(Collected data)
┏━━

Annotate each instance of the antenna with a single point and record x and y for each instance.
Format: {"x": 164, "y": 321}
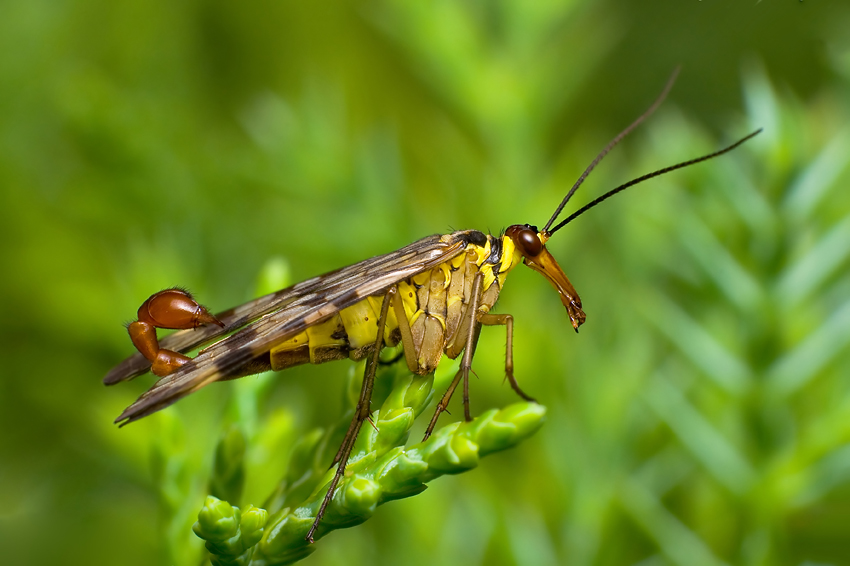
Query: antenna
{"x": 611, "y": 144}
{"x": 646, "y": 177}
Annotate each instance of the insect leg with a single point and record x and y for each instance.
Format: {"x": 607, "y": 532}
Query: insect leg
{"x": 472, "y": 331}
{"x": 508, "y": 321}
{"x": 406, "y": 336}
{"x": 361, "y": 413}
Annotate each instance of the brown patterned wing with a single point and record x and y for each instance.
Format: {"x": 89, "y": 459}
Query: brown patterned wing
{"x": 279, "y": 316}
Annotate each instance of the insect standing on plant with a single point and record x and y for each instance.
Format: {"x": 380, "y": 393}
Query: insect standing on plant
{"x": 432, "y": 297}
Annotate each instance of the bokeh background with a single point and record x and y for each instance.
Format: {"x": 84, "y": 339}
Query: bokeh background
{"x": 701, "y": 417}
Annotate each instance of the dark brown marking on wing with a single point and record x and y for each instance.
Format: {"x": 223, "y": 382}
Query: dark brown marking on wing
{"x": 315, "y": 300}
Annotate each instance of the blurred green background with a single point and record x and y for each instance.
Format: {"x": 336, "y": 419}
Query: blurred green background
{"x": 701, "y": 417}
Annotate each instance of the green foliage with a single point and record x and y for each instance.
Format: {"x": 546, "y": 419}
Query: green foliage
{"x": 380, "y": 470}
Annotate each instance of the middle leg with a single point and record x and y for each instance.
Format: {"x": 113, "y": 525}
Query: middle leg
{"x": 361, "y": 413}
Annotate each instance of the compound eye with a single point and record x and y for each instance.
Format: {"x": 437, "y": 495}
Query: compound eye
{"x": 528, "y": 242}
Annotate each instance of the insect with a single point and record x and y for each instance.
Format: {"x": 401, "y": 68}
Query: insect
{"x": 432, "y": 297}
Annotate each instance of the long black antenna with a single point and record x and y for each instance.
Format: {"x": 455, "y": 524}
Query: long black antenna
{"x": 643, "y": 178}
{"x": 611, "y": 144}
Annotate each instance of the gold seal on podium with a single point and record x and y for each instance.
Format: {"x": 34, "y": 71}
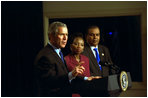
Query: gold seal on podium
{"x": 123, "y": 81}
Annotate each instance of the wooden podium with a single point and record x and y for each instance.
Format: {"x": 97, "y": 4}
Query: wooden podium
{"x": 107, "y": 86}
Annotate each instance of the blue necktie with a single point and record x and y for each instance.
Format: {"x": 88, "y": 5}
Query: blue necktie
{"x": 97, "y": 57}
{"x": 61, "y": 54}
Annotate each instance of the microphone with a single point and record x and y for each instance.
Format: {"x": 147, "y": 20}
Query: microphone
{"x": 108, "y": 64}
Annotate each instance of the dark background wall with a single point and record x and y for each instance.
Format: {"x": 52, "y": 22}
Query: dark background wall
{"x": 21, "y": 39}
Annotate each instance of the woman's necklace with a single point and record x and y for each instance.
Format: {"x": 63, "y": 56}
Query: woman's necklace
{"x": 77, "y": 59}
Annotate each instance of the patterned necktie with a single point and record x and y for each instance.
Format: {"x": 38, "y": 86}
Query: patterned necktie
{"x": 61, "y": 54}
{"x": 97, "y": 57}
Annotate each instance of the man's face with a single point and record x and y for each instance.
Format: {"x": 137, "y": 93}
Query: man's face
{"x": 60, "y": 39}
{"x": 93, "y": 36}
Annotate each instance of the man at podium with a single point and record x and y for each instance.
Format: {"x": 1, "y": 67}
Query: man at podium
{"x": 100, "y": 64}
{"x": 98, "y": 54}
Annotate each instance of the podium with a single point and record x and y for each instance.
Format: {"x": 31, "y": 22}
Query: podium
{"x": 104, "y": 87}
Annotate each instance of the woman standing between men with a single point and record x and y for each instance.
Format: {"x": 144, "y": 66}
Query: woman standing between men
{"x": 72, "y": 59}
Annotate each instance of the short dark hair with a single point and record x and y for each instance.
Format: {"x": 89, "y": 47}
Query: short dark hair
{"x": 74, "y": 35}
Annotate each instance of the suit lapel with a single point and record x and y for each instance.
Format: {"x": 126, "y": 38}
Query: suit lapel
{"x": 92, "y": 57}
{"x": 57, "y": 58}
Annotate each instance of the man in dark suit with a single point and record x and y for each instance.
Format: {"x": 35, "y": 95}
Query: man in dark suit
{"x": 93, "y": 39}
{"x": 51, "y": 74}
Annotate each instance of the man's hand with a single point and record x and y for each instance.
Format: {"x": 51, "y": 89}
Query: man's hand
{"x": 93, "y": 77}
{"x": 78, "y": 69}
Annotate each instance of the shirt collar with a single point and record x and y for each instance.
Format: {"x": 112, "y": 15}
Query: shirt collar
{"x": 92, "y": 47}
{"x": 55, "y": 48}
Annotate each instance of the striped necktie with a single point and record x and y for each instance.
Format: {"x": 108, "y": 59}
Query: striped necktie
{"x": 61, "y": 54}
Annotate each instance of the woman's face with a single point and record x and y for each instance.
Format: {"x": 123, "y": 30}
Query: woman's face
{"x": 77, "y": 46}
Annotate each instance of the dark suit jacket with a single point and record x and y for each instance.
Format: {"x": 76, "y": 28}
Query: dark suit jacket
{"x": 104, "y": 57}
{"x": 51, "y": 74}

┗━━
┏━━

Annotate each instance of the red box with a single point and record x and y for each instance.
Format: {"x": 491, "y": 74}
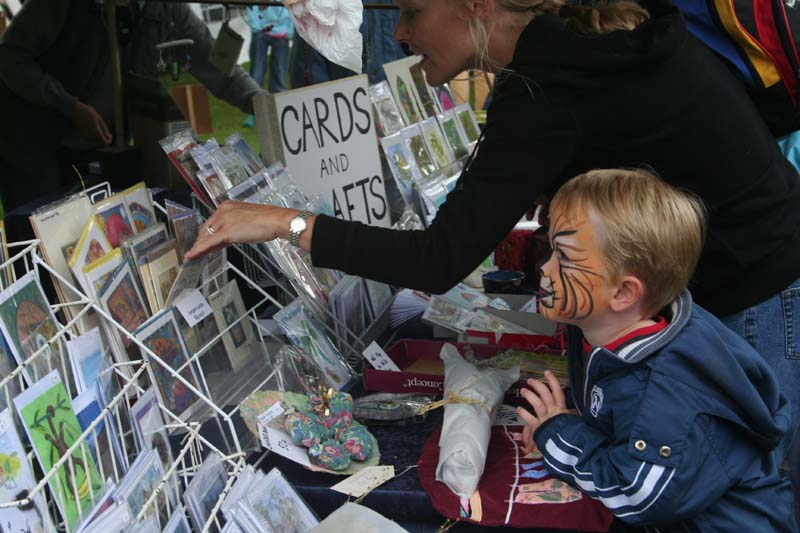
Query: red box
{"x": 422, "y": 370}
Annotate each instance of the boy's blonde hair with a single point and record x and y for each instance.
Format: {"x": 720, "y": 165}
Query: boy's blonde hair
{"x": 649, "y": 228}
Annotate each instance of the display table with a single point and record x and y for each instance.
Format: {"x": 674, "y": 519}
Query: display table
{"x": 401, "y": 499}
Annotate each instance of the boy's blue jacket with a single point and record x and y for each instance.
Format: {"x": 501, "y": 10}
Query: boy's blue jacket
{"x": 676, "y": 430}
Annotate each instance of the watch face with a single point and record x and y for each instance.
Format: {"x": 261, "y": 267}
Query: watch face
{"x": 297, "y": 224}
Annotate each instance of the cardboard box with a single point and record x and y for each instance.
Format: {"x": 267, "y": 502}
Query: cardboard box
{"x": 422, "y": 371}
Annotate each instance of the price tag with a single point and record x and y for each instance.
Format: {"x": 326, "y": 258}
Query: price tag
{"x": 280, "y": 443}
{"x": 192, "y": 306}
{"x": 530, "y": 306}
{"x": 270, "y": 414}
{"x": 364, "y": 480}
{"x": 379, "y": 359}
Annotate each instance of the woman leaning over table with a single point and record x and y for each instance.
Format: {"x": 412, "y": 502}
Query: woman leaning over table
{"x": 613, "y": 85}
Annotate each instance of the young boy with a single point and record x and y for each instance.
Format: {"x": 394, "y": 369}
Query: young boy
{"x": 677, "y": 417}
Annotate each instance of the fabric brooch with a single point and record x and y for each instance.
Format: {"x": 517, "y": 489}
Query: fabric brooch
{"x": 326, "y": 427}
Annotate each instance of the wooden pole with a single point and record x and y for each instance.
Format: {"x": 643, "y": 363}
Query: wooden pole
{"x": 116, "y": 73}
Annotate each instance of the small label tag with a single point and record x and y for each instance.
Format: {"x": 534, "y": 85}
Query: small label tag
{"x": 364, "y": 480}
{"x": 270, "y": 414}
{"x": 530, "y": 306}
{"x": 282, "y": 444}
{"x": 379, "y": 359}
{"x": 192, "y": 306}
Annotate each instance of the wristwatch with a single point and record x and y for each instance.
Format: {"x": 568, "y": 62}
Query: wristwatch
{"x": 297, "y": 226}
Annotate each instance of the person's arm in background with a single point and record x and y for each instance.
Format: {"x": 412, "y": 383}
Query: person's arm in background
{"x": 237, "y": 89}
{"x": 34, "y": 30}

┗━━

Count the lines above that contain the string "marking", matching case exactly, and give only the number.

- [Solution for this problem]
2